• _TEXT FOR ANALYSIS_:
>>

Would Ben Johnson really coach the Bears? Adam Schefter is doubtful.

As a firestorm of controversy engulfs incumbent Chicago Bears head coach Matt Eberflus, some folks have already connected the dots about red-hot Detroit Lions offensive coordinator Ben Johnson potentially coaching the Bears in 2025.

But during a conversation on ESPN’s Get Up Thursday morning, Adam Schefter was (rightfully) unsure that Johnson would leave a perfect situation in Detroit only to expose himself to the Bears’ rampant dysfunction. Honestly, given how the Bears have continually got in their own way over the years, Schefter makes a great point.

Even coaching the talented Caleb Williams can’t be that attractive for a coordinator who could have a head-coaching job absolutely anywhere he wants:

While it’s worth noting that Schefter isn’t exactly reporting anything here — which doesn’t rule out the possibility of Johnson coming to Chicago — everything he says does ring true.

Should Johnson choose to leave Detroit this winter, he will be one of the hottest NFL head-coaching candidates in a long time. And with a candidate like that, everyone with an opening will want to bring Johnson to their organization. But that doesn’t mean he’ll seriously entertain everyone. Johnson is so exceptional that he can afford to be patient selective.

If he takes an interview, it’s probably with the intent of eventually taking that job. And in that regard, why would Johnson potentially sink himself by coming to the Bears? It doesn’t make much sense.

Buckle up, Bears fans. Something tells me this little saga is just getting started.

<<

• _REQUIRED TASKS_:
1 - Repeat the stretch of the Ben Johnson article from "If he takes" through "just getting started.", switching "saga" to "drama".
2 - Please list every person named in the Ben Johnson article.
3 - Summarize the Ben Johnson article in two sentences.

• _SOURCE INFORMATION_:
>>

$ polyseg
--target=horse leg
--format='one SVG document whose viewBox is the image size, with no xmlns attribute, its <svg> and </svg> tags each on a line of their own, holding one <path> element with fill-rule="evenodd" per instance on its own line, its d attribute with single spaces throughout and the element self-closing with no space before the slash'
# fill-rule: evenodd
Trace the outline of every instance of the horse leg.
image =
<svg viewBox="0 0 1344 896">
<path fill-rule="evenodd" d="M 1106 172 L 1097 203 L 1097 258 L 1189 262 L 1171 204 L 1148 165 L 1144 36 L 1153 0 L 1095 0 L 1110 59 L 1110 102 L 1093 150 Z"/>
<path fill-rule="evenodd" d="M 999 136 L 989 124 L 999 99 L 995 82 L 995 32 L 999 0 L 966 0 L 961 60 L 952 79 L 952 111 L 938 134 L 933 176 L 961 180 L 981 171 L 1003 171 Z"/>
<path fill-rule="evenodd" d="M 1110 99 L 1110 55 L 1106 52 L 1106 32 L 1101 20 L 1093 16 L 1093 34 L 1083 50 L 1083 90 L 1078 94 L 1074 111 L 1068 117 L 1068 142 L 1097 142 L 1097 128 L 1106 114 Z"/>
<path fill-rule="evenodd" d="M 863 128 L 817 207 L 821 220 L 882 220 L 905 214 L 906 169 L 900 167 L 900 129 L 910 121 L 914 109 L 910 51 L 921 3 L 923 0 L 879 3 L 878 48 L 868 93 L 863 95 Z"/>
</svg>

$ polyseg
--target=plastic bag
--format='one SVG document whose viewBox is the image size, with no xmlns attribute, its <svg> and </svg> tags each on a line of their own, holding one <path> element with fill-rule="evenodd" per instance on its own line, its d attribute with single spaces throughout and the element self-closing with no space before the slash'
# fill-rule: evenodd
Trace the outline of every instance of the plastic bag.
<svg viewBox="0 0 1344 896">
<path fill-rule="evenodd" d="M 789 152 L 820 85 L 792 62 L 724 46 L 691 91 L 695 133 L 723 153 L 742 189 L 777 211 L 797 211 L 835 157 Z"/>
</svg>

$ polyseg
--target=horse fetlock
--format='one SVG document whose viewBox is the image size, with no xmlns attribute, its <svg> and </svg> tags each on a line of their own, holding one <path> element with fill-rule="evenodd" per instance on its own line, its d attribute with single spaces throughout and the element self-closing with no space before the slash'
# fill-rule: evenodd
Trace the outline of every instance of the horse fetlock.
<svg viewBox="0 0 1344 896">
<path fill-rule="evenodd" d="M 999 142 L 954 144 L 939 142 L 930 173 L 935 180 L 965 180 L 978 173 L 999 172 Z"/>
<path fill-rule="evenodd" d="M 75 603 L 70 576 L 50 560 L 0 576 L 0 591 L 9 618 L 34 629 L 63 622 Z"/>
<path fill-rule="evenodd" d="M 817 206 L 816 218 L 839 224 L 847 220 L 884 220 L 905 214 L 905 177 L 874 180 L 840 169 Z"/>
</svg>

<<

• _ANSWER SECTION_:
1 -
If he takes an interview, it’s probably with the intent of eventually taking that job. And in that regard, why would Johnson potentially sink himself by coming to the Bears? It doesn’t make much sense.

Buckle up, Bears fans. Something tells me this little drama is just getting started.

2 - Ben Johnson, Adam Schefter, Matt Eberflus, Caleb Williams

3 - As controversy surrounds Bears head coach Matt Eberflus, some have speculated that Lions offensive coordinator Ben Johnson could coach Chicago in 2025, but Adam Schefter doubted on ESPN's Get Up that Johnson would leave Detroit for the Bears' dysfunction. The article agrees with Schefter, arguing that Johnson will be among the hottest head-coaching candidates in a long time and would likely interview only for a job he intends to take.